* _Teks yang Disediakan_:
Suara Kasih : Makna Hari Raya

Jurnalis : Da Ai News, Fotografer : Da Ai News
 

Judul Asli:

Makna Hari Raya Cengbeng

     

Berbakti sebagai wujud balas budi terhadap orangtua
Memahami makna Cengbeng sesungguhnya
Sifat hakiki manusia adalah sumber moralitas dan kebajikan
Memiliki pandangan benar dan tidak tenggelam dalam takhayul

Waktu terus berlalu. Hari Cengbeng dirayakan setiap tahun. Dilihat dari maknanya, “Ceng” berarti suci dan bersih tanpa noda, “Beng” berarti terang dan jelas. Sifat bajik yang terkandung dalam diri kita haruslah senantiasa dijaga. Kita pun harus mengingat leluhur dan senantiasa mengingatnya.

* _Yang Harus Dilakukan_: Ketik ulang bagian teks tentang makna Hari Raya Cengbeng di atas, mulai dari "Berbakti sebagai wujud" sampai "dan senantiasa mengingatnya.", tanpa mengubah satu kata pun.

* _Informasi yang Diberikan_:
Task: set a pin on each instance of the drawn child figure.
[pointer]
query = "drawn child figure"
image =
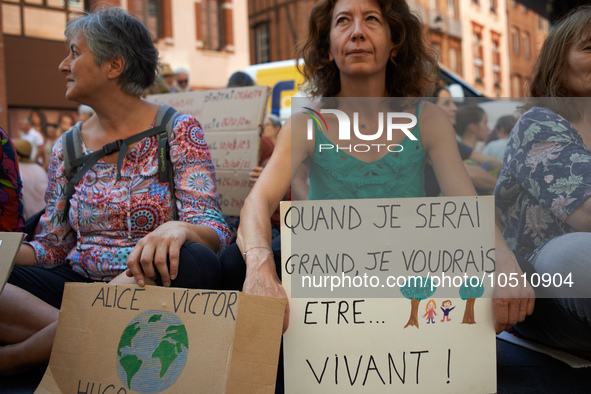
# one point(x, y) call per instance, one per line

* _Jawaban Lengkap_:
Berbakti sebagai wujud balas budi terhadap orangtua
Memahami makna Cengbeng sesungguhnya
Sifat hakiki manusia adalah sumber moralitas dan kebajikan
Memiliki pandangan benar dan tidak tenggelam dalam takhayul

Waktu terus berlalu. Hari Cengbeng dirayakan setiap tahun. Dilihat dari maknanya, “Ceng” berarti suci dan bersih tanpa noda, “Beng” berarti terang dan jelas. Sifat bajik yang terkandung dalam diri kita haruslah senantiasa dijaga. Kita pun harus mengingat leluhur dan senantiasa mengingatnya.